• Task to carry out:
Recast the listing from the line containing "Could you locate the long" through its end as a numbered list, one line per item, leaving out any blank lines.

Saved data entries:
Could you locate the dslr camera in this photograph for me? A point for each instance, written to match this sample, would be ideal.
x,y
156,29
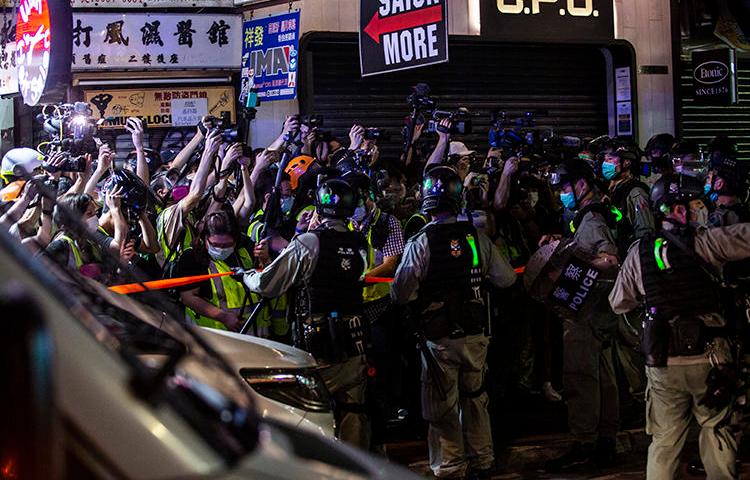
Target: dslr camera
x,y
460,121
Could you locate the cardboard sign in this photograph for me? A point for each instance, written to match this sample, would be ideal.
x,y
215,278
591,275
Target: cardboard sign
x,y
715,77
160,107
398,35
155,41
550,21
269,57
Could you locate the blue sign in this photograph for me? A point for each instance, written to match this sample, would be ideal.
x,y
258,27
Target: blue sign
x,y
270,57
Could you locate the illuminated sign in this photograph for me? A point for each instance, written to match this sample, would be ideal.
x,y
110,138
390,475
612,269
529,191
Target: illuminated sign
x,y
43,45
569,21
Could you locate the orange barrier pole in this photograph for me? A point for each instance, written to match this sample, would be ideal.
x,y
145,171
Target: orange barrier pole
x,y
182,281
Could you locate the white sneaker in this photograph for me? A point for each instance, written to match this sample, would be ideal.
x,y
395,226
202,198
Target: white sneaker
x,y
550,393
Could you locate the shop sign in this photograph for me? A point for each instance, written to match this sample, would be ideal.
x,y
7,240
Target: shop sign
x,y
270,60
42,47
160,107
715,77
8,72
548,21
151,3
146,41
399,35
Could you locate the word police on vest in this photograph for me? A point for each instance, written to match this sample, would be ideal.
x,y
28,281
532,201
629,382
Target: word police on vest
x,y
408,29
584,290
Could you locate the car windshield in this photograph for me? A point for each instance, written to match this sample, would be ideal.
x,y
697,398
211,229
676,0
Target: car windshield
x,y
168,361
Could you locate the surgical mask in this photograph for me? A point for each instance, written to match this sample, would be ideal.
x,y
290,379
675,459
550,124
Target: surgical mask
x,y
609,170
179,192
220,253
286,204
92,224
359,214
568,199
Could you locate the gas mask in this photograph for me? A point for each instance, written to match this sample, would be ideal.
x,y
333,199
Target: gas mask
x,y
218,253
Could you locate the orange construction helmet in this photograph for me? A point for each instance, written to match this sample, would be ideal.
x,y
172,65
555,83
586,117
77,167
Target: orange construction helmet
x,y
11,191
297,167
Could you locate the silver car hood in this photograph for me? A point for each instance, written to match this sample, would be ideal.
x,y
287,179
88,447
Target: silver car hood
x,y
253,352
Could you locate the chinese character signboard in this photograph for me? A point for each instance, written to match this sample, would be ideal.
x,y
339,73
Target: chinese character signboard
x,y
563,21
715,77
8,72
161,107
401,35
151,3
42,47
269,56
144,41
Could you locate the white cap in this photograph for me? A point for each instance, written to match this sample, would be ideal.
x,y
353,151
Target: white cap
x,y
458,148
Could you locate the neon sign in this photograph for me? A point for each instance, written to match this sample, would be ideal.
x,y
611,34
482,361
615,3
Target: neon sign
x,y
42,49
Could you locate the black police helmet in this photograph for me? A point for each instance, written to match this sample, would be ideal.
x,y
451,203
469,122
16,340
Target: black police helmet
x,y
335,198
442,190
134,191
672,189
570,171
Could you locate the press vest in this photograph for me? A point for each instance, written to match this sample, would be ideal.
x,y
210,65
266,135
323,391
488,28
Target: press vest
x,y
229,294
377,235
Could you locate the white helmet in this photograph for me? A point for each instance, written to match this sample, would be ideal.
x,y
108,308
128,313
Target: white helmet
x,y
19,162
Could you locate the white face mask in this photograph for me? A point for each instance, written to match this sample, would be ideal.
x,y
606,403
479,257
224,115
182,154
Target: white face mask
x,y
533,199
359,214
220,254
92,224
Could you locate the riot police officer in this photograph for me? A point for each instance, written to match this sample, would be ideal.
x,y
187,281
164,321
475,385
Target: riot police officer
x,y
588,371
327,265
684,343
442,272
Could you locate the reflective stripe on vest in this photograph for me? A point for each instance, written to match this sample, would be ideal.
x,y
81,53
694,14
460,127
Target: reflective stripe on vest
x,y
73,249
374,291
229,295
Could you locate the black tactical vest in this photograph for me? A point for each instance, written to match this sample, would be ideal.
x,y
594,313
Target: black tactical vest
x,y
454,279
684,289
624,230
335,285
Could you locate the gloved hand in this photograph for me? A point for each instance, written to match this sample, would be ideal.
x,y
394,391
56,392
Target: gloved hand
x,y
238,273
721,383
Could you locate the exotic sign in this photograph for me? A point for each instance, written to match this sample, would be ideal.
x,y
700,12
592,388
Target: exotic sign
x,y
144,41
8,71
160,107
270,58
398,35
42,47
559,21
715,77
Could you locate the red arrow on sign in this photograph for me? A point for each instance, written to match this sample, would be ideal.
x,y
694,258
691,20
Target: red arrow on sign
x,y
379,26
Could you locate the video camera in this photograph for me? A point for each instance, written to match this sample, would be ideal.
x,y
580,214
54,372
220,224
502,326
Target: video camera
x,y
229,133
377,134
460,121
71,130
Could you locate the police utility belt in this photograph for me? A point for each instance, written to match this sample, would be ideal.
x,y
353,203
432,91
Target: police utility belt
x,y
333,338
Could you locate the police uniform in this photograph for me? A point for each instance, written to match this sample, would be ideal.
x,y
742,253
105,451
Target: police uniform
x,y
442,271
674,286
327,266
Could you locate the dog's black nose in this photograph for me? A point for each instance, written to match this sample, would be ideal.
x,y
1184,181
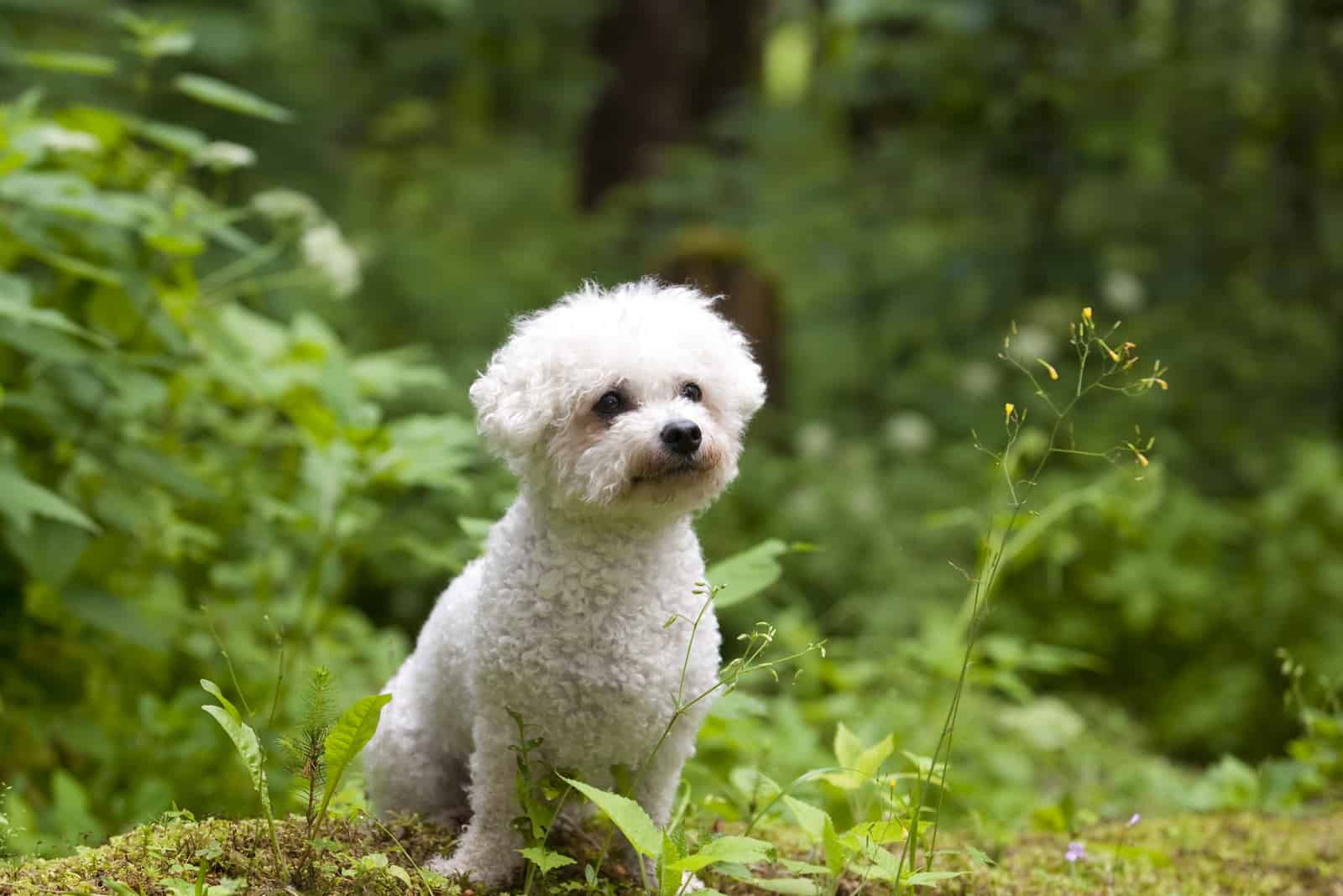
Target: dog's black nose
x,y
682,436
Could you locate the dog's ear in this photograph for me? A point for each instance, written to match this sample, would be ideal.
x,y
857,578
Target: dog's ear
x,y
512,404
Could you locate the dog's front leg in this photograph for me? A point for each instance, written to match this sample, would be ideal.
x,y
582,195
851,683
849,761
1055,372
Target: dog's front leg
x,y
488,849
657,794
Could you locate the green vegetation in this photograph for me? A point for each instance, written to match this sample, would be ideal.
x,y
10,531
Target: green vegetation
x,y
1199,855
253,253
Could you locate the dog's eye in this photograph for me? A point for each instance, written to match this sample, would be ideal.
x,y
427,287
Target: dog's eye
x,y
610,404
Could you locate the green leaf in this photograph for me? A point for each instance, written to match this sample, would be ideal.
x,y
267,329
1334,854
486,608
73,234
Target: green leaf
x,y
978,857
873,832
22,499
225,96
245,741
624,815
789,886
669,876
803,867
747,573
17,305
116,615
837,855
546,859
810,819
743,851
860,763
931,878
219,695
49,550
69,63
348,737
176,138
754,785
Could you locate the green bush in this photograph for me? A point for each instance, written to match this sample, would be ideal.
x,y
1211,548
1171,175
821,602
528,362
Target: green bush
x,y
170,443
1186,607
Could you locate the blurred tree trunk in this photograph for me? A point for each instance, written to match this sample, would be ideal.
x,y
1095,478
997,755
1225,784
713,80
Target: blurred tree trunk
x,y
1309,85
675,63
1044,33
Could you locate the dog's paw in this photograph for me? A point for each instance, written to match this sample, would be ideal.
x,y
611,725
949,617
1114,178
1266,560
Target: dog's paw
x,y
689,883
461,869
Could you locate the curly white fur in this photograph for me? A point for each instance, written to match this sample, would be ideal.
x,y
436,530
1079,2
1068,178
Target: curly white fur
x,y
562,618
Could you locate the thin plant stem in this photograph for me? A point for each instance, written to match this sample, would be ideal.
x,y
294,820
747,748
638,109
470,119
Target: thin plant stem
x,y
228,662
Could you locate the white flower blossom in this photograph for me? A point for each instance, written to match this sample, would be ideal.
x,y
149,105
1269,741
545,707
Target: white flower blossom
x,y
332,258
980,378
284,206
64,140
1032,342
223,156
910,432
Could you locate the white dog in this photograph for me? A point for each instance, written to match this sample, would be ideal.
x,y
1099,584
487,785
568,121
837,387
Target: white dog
x,y
622,414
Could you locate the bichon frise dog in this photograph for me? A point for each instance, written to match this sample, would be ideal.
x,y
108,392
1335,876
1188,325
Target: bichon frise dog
x,y
622,414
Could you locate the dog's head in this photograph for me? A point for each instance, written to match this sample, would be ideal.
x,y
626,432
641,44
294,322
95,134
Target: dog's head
x,y
631,400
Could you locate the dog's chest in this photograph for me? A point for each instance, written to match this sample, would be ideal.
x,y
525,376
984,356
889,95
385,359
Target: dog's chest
x,y
583,649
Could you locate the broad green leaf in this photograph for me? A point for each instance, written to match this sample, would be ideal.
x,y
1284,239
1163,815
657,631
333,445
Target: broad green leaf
x,y
875,832
846,746
743,851
980,857
176,138
348,737
116,615
860,763
225,96
71,63
628,815
789,886
219,695
803,867
246,743
747,573
22,499
49,550
884,866
810,819
17,305
544,859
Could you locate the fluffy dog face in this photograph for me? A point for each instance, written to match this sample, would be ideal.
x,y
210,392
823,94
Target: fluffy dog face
x,y
631,400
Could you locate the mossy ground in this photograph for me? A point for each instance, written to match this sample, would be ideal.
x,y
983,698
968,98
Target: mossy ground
x,y
1241,853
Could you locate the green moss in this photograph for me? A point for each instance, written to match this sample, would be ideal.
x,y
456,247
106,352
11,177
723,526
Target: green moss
x,y
1217,855
1241,853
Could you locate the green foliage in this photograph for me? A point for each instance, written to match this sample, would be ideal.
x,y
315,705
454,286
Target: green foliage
x,y
346,741
172,438
248,748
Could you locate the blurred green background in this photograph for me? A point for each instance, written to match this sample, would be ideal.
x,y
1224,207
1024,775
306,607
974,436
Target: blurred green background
x,y
254,253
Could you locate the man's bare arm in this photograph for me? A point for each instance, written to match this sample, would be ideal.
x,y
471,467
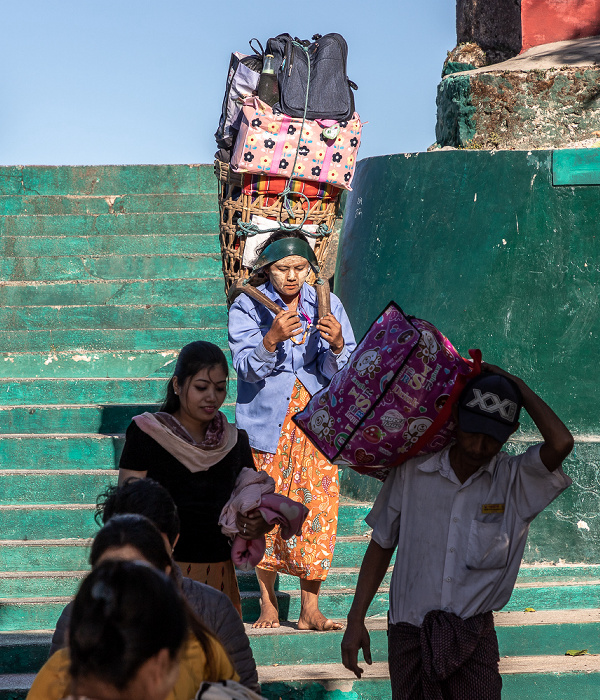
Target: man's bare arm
x,y
373,569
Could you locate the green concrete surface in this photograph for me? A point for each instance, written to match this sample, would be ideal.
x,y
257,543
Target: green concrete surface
x,y
42,615
116,339
60,452
336,579
107,318
30,523
57,556
549,107
23,653
577,166
169,223
560,597
36,523
56,205
371,689
108,180
333,604
94,364
40,586
62,488
106,419
34,392
109,267
556,686
118,293
510,267
157,244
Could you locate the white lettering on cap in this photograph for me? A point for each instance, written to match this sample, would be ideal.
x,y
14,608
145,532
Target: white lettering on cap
x,y
490,403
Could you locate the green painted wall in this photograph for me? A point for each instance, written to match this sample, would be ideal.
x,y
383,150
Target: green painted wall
x,y
485,247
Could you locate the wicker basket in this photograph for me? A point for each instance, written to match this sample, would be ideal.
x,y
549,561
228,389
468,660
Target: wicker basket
x,y
235,207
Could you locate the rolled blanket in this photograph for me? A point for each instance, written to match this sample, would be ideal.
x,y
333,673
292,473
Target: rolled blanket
x,y
255,490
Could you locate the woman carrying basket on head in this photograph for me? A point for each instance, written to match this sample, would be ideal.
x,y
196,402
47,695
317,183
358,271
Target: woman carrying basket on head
x,y
281,360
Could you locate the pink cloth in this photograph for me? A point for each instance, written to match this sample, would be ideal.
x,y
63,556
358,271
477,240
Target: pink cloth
x,y
255,490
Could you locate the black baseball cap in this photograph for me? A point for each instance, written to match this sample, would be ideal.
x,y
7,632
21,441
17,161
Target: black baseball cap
x,y
490,404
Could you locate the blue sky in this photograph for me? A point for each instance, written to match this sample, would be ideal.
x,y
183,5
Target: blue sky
x,y
136,81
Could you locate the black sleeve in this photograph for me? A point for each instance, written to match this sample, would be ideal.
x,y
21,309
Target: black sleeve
x,y
137,450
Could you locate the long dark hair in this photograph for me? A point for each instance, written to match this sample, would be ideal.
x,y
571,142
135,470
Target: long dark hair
x,y
144,497
193,357
139,532
124,614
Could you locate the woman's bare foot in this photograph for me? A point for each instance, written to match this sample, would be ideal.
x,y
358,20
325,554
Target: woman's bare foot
x,y
269,616
269,611
315,620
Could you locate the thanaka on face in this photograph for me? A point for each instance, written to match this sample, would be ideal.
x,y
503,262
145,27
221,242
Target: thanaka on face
x,y
200,398
288,275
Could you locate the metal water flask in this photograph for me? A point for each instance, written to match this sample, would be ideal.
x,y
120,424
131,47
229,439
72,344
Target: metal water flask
x,y
268,89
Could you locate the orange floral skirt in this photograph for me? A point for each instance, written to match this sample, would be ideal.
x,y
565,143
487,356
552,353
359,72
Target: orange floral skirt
x,y
301,472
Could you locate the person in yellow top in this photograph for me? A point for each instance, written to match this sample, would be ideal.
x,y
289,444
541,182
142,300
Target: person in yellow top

• Completed task:
1. Could you locate the long dark hair in this photograph for me? A point for each instance, written to match this sample, would be ideal.
2. x,y
3. 571,142
4. 135,470
5. Target: long dark hair
6. x,y
7. 144,497
8. 193,357
9. 139,532
10. 124,614
11. Could you locate the woman's bare foot in this photograph for me? A point for each instance, written to match this sample, would be ideal.
12. x,y
13. 358,20
14. 325,554
15. Target: woman's bare foot
16. x,y
17. 269,616
18. 269,611
19. 315,620
20. Could you locate the thanaka on face in this photograph for me? A point for each instance, written to match this sample, would be ideal.
21. x,y
22. 503,262
23. 145,27
24. 221,242
25. Target: thanaka on face
26. x,y
27. 200,398
28. 288,275
29. Could you locate the metal water flask in this photograph for me? A point for each instance, written to match this sample, would be ideal.
30. x,y
31. 120,424
32. 131,47
33. 229,439
34. 72,344
35. Target: metal water flask
36. x,y
37. 268,89
38. Could you locate the orange floral skirt in this photograph for me? A point for each instance, written to match this sample, would be ideal.
39. x,y
40. 565,143
41. 487,356
42. 552,353
43. 359,72
44. Target: orange floral skirt
45. x,y
46. 301,472
47. Could you locate the person in yellow top in this photograph for me? A point for each instance, written to match this sample, would be ideal.
48. x,y
49. 289,444
50. 541,182
51. 142,300
52. Target: person in yellow top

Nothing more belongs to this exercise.